══ Testo fornito

Ci risiamo. Come nel 2017 le presidenziali francesi  di questo fine settimana sembrano dirigersi verso un ballottaggio fra Emmanuel Macron e Marine Le Pen per il secondo turno. E’ davvero una sorpresa? Di fatto non lo è, ma all’interno di questo déjà vu le dinamiche sono cambiate. Lo spostamento a destra dell’elettorato francese era annunciato: il presidente Macron è in grado di presidiare il centro mentre la sinistra non è riuscita a piazzare un proprio candidato, sia per le sue divisioni interne sia perché il suo elettorato si è ridotto. Lo sfidante di Macron andava cercato a destra e molti hanno pensato che l’attivismo e la bravura mediatica di Eric Zemmour avrebbero pagato, ma anche che Valerie Pécresse potesse finalmente incarnare il rinnovo del partito neogollista.

 

La dinamica pre elettorale sembra aver invece giovato a Marine Le Pen che si è rivolta a un elettorato fedele, popolare e provinciale, potendo anche apparire come una “moderata di estrema destra” se paragonata alla strategia di provocazione perpetua di Zemmour. Pécresse invece è stata maldestra e pure un pochino sfortunata.  Ci ritroviamo quindi di fronte allo stesso scenario del 2017, quello che aveva visto il giovane candidato Macron prendere un netto sopravvento al secondo turno sulla Le Pen. Ma oggi le cose stanno diversamente. Macron non ha fatto campagna elettorale. Si è gettato nella mischia il più tardi possibile, tentando di non mettere in gioco troppo presto il vantaggio di essere già l’inquilino dell’Eliseo. Così si è ritrovato a dover iniziare la campagna in contemporanea con l’inizio del conflitto in Ucraina che ha assorbito quasi tutte le sue energie e il suo tempo, anche in quanto presidente di turno dell’Unione europea. E’ come se avesse iniziato la campagna elettorale la settimana scorsa a pochi giorni dal voto.

════
══ Dati forniti

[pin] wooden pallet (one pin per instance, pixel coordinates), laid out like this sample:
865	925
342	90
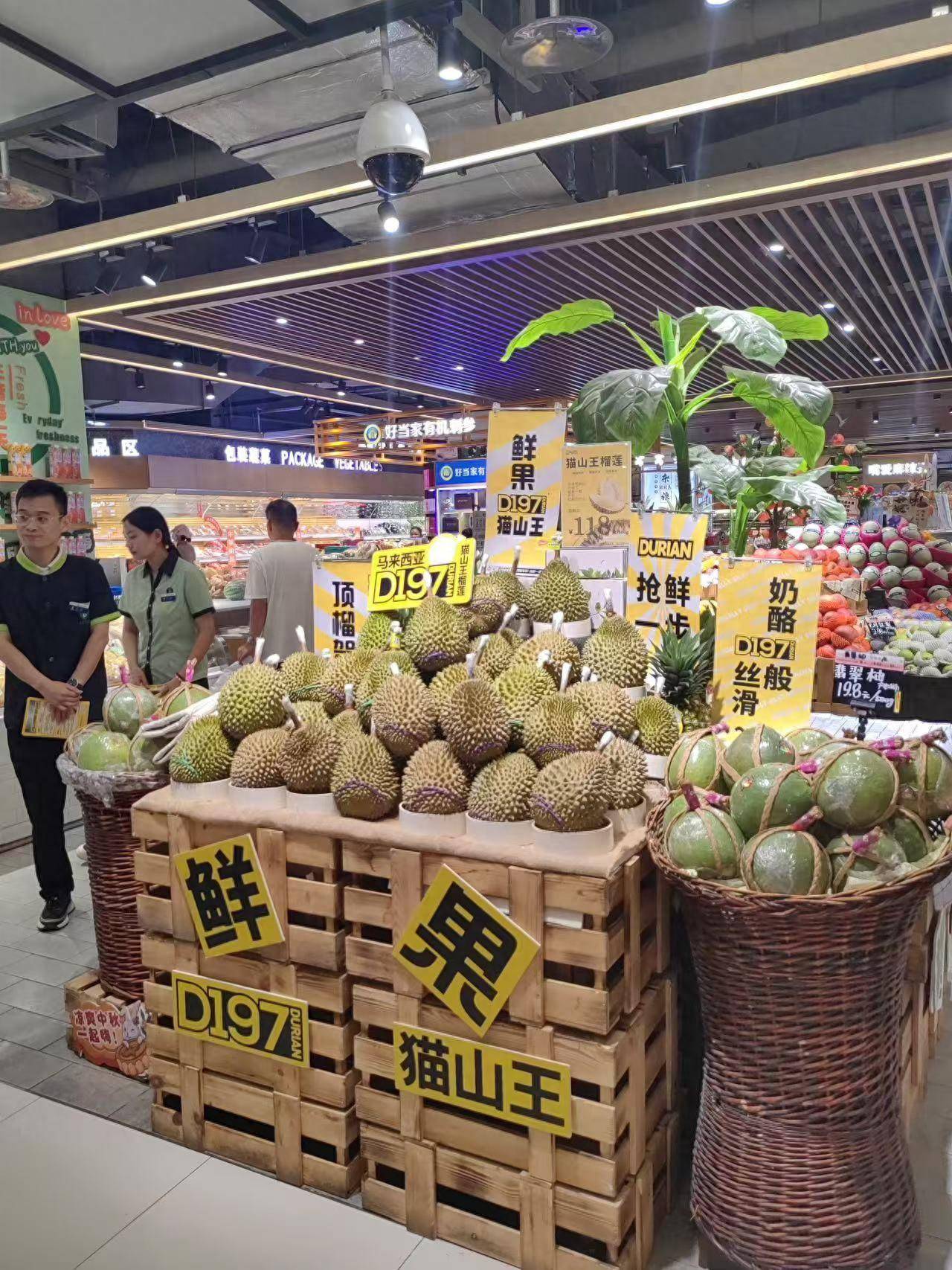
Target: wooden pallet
623	1085
602	939
303	871
446	1194
330	1080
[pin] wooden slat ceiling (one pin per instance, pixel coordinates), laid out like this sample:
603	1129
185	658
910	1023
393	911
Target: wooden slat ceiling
880	254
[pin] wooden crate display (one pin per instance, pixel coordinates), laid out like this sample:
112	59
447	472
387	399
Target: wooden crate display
602	939
623	1088
510	1216
303	871
332	1077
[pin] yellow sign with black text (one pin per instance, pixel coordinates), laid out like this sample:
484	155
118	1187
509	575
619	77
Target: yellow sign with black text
765	643
240	1018
402	576
465	952
521	1088
664	573
524	481
228	897
596	496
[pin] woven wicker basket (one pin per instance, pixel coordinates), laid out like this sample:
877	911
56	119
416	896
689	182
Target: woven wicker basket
800	1158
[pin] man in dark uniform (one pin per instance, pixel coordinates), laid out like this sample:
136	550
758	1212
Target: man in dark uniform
55	614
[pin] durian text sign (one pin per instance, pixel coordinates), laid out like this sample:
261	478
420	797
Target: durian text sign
400	577
765	643
465	952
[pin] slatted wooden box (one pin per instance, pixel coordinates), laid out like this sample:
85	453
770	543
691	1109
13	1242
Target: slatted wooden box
506	1214
602	937
623	1085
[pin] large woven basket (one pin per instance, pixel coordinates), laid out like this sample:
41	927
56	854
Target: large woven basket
800	1158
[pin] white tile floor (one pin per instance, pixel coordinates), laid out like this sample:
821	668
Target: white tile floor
80	1189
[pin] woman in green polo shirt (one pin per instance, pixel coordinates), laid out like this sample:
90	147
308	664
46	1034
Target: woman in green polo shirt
168	611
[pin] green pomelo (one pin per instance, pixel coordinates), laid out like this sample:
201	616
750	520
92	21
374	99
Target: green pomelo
705	842
753	747
856	789
771	795
786	862
697	760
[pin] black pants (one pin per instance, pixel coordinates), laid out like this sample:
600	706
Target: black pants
45	794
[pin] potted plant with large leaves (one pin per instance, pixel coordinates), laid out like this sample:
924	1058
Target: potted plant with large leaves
640	404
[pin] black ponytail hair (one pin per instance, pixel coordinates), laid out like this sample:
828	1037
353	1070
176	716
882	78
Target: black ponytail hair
147	520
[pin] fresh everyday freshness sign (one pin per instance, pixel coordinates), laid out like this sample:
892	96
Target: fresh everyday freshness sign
41	379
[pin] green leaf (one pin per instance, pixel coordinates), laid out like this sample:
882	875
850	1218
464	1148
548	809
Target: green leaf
623	405
750	334
795	405
567	321
795	325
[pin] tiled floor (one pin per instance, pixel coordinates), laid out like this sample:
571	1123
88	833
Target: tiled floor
84	1190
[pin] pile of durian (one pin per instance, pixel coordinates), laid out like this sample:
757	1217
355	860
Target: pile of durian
451	715
805	815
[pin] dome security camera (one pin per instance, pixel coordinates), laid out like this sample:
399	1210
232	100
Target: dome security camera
391	145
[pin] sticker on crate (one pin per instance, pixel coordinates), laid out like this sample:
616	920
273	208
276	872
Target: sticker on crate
242	1019
465	952
229	898
519	1088
112	1038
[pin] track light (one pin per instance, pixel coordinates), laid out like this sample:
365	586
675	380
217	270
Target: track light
389	217
450	61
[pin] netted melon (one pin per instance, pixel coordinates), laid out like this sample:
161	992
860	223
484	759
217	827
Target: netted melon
786	862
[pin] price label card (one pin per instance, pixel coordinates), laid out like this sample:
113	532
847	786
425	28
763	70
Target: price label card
867	684
399	577
239	1018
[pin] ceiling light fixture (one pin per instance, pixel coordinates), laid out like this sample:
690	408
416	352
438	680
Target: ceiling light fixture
450	60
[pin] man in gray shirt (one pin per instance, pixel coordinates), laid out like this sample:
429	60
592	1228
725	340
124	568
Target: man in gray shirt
281	586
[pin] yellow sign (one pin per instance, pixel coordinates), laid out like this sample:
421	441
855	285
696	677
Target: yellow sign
664	572
239	1018
339	603
524	479
465	950
596	496
229	897
400	577
765	643
521	1088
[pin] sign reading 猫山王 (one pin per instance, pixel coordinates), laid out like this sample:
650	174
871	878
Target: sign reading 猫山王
664	573
465	952
524	479
521	1088
765	643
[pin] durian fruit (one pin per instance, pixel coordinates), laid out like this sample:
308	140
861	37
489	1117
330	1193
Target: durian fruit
377	676
310	751
558	727
475	722
303	671
203	754
364	783
558	589
657	725
571	794
616	653
436	635
501	790
257	763
402	714
560	650
626	774
251	699
521	689
607	706
347	668
434	784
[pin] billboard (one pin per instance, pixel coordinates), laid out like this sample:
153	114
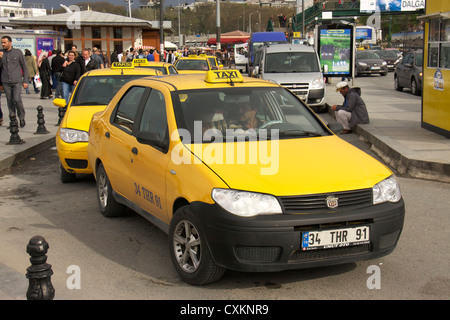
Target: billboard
391	5
335	48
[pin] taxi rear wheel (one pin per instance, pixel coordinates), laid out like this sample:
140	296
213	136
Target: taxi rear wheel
189	251
109	207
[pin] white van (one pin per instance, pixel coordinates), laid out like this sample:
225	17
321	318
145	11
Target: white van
295	67
241	57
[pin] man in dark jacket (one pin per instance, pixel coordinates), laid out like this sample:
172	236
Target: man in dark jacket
86	62
353	111
57	67
13	76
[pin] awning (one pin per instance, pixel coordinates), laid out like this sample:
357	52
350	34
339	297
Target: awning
228	40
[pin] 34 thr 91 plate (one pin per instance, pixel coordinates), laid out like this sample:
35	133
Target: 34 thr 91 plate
335	238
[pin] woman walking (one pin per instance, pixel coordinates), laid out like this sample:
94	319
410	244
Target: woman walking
45	74
70	75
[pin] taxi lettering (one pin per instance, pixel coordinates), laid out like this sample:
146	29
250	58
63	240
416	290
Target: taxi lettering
226	74
147	195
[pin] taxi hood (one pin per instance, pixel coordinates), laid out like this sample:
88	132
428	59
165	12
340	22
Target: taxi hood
291	167
79	117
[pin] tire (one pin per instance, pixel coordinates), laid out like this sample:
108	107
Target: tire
189	250
414	88
109	207
397	85
66	177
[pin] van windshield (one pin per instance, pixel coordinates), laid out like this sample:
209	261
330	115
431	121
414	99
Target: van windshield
221	114
287	62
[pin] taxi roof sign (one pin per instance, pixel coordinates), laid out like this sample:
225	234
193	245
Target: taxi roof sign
224	76
122	65
140	62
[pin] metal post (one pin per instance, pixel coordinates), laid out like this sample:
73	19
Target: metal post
218	45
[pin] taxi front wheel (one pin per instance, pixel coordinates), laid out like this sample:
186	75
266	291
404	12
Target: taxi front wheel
189	251
109	207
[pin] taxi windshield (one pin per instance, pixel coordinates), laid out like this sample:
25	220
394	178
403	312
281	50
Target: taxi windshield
192	64
259	113
99	90
291	62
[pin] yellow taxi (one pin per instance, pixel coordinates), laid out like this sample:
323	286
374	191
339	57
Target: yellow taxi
93	92
164	67
236	171
196	64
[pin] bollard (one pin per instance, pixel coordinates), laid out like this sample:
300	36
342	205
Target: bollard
61	113
41	129
14	129
39	273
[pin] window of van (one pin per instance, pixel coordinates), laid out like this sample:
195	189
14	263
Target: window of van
287	62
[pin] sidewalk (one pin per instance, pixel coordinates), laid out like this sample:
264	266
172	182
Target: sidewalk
394	132
34	143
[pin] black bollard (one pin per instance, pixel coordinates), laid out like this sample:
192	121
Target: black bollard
14	130
61	113
39	273
41	129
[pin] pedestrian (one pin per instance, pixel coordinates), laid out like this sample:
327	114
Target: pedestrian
45	73
170	57
13	76
87	63
71	74
96	56
270	24
57	67
32	70
353	111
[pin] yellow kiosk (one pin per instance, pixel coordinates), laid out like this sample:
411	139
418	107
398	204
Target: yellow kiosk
436	67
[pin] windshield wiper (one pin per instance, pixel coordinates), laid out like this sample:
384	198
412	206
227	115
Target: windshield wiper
300	133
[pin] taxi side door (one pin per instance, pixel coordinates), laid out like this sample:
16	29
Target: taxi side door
151	157
118	152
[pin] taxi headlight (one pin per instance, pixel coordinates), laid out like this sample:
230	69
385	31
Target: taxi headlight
317	83
246	204
72	135
386	190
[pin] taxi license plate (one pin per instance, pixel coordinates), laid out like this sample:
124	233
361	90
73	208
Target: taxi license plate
335	238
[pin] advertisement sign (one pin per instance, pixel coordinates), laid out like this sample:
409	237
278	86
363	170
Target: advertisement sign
45	44
24	43
363	33
391	5
335	49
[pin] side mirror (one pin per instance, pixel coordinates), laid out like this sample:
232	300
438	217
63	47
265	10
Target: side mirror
335	127
150	138
60	103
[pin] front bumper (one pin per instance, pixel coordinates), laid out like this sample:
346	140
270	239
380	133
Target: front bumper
73	156
272	243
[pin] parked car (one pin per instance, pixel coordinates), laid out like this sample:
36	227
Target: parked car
368	62
391	58
409	72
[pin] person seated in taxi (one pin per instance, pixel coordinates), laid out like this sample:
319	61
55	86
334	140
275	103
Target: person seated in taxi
247	118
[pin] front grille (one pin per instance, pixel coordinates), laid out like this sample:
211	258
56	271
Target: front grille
258	254
300	89
321	254
317	202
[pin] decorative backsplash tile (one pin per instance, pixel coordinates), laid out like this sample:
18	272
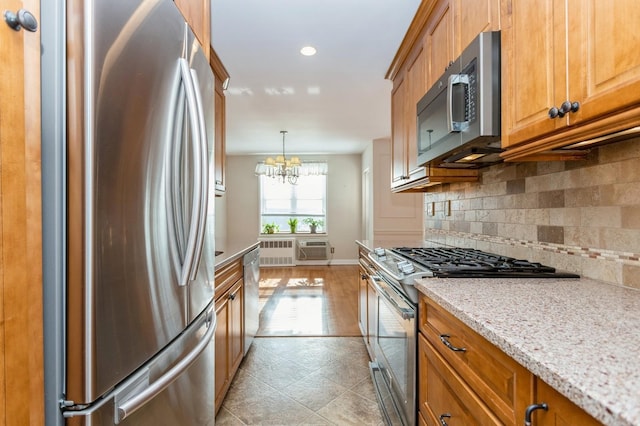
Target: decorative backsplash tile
581	216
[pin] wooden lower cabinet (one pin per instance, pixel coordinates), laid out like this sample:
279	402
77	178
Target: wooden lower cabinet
229	338
561	411
464	376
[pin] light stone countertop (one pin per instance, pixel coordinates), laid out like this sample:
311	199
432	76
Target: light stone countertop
580	336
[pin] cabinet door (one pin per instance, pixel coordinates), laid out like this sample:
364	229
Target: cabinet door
197	14
398	132
362	304
561	412
221	350
219	139
417	86
473	17
604	65
533	68
236	326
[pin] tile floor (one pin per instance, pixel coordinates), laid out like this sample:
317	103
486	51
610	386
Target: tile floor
302	381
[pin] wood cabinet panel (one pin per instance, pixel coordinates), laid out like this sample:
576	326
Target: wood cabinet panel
21	300
398	132
497	379
444	396
439	40
221	77
603	75
439	33
229	338
198	14
561	411
472	18
532	77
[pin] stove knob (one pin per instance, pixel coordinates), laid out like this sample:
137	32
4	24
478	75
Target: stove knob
406	267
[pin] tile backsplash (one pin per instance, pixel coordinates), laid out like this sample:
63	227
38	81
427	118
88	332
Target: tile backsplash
579	216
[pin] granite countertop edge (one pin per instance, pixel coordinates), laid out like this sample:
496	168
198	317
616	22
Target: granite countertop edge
232	251
578	335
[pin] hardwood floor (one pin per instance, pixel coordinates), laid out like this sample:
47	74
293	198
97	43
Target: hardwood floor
309	301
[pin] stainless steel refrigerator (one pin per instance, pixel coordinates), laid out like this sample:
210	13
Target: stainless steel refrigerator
129	278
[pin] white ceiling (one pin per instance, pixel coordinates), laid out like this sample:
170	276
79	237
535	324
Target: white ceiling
334	102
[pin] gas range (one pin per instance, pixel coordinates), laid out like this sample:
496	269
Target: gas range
402	266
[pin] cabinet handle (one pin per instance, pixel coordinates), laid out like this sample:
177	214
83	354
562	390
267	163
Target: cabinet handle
442	418
564	109
531	409
444	338
567	107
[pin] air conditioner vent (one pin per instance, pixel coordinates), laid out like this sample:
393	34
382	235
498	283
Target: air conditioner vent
313	249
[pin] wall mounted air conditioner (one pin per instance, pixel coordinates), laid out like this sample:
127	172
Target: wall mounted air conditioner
313	249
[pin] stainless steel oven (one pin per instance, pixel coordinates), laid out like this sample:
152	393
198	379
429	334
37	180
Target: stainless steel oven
394	346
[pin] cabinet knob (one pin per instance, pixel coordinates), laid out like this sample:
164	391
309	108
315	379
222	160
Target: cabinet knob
567	107
22	19
531	409
444	338
442	418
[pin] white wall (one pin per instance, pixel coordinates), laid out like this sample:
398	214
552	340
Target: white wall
344	202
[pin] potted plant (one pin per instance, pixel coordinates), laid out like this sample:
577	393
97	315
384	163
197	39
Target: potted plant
313	223
270	228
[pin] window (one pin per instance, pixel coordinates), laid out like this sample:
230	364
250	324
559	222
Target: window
280	202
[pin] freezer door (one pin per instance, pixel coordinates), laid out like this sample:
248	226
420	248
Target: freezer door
174	388
135	192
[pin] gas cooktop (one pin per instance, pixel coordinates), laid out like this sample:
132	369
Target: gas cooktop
472	263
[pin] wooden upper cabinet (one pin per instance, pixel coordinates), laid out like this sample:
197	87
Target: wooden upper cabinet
561	411
221	80
440	30
398	132
557	52
473	17
198	14
532	76
439	40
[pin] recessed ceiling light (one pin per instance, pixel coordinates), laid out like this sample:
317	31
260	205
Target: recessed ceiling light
308	51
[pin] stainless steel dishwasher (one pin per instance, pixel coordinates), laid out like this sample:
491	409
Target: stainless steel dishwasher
251	264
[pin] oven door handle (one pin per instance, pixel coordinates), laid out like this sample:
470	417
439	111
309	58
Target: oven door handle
405	313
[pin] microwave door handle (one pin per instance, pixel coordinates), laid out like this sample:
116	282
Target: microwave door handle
454	80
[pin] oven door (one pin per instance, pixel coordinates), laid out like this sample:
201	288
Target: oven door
395	350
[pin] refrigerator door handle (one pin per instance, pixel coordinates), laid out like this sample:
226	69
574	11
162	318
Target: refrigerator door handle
172	187
190	250
128	407
204	177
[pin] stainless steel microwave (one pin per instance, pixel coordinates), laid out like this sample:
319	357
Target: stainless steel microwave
459	116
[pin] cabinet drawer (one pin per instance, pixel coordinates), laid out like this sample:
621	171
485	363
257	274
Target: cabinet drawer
227	275
444	396
503	384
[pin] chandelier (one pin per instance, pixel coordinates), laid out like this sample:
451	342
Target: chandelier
282	168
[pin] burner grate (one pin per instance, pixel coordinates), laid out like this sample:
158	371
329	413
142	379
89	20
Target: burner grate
472	263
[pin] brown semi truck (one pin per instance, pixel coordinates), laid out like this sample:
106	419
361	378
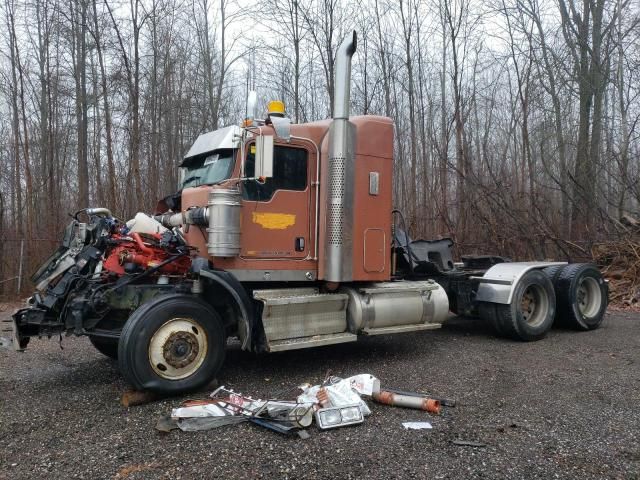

════

Prosegui il testo sulle presidenziali francesi a partire dalla sua ultima frase. I dati riportati sopra non servono.

 

 

Nel frattempo sono esplosi casi mediatici difficilmente controllabili, dalla denuncia parlamentare delle consulenze che l’amministrazione francese delega a società come la McKinsey, fino alla morte di un giovane uomo di confessione ebraica, Jeremy Cohen, dopo essere stato vittima di violenze collettive per strada. Il primo caso riattiva la diffidenza nei confronti delle élite, e anche il sospetto di collusione con società anglosassoni, mentre il secondo fa emergere una possibile aggressione a sfondo antisemita rilanciando temi sulla sicurezza cari all’estrema destra.  Questi eventi hanno costretto Macron a rispondere nel merito impedendogli, nel breve tempo rimasto, di presentare un bilancio del mandato e una proiezione sul futuro.

 

La guerra in Ucraina ha suscitato un desiderio di sicurezza e protezione che gioca a favore di chi esercita già le responsabilità del potere come Macron. Nel primo mese della guerra esisteva un forte bisogno di continuità che spingeva ad affidarsi all’attuale presidente, il che lo ha distratto dal gioco politico interno. Il partito di Macron, La République en marche, non è mai riuscito a diventare una forza politica di militanza radicata sul territorio e Macron ora corre dei rischi. Dalla settimana scorsa poi l’attualità è tornata a essere più varia, il che significa che ci si aspettava anche da parte del candidato Macron un’offerta politica rinnovata che non fosse la mera ripetizione dell’agenda del 2017 non del tutto realizzata. Quest’esigenza è come una prova di verità del voto, che deve vedersela con gli umori del paese.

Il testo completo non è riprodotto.